◆ **EXERCISE MATERIALS**
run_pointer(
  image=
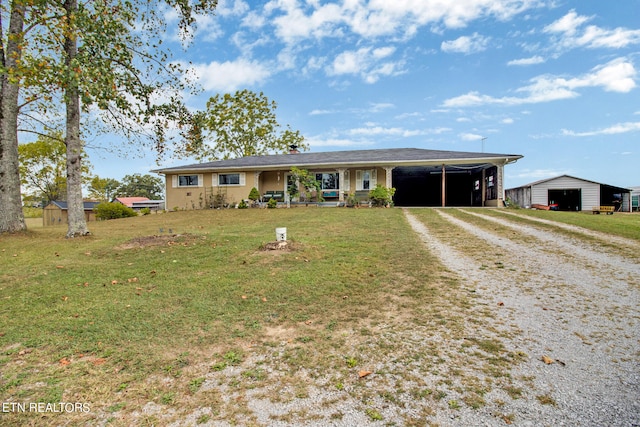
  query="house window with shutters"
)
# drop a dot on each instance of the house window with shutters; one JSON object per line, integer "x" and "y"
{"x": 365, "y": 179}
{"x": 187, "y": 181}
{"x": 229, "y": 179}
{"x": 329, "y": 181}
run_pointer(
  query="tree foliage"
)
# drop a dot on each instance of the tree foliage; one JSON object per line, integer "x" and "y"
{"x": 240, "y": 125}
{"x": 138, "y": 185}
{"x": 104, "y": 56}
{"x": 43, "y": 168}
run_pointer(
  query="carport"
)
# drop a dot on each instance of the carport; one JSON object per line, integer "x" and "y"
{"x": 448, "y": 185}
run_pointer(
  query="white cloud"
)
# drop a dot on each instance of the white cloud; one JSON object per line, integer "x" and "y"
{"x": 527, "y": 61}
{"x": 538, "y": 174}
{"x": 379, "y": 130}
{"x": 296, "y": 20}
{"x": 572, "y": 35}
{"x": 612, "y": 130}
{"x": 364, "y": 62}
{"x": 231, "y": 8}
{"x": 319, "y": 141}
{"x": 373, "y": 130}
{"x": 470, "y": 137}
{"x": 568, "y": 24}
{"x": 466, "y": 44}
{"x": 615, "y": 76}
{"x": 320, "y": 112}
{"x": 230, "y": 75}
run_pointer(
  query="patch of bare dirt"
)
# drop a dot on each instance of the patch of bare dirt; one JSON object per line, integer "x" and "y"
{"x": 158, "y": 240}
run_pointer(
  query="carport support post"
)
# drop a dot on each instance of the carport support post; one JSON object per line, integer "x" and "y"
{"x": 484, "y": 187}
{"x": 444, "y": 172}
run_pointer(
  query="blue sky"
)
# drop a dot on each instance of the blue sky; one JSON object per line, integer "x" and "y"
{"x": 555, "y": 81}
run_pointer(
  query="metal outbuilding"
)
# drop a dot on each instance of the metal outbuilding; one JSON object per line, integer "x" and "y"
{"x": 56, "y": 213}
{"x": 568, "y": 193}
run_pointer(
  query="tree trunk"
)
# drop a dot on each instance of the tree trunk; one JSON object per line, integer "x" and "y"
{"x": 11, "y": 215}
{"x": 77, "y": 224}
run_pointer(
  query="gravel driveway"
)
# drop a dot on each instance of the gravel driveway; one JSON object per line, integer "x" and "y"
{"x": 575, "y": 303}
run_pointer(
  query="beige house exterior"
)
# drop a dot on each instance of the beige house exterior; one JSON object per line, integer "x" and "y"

◆ **EXERCISE AIM**
Pull out every line in the entries above that contains the word "post", and copy each one in full.

◆ **WRITTEN SOLUTION**
  query="carport support post"
# drop a dot on each instance of the carport support post; one JSON object per line, integer "x" and "y"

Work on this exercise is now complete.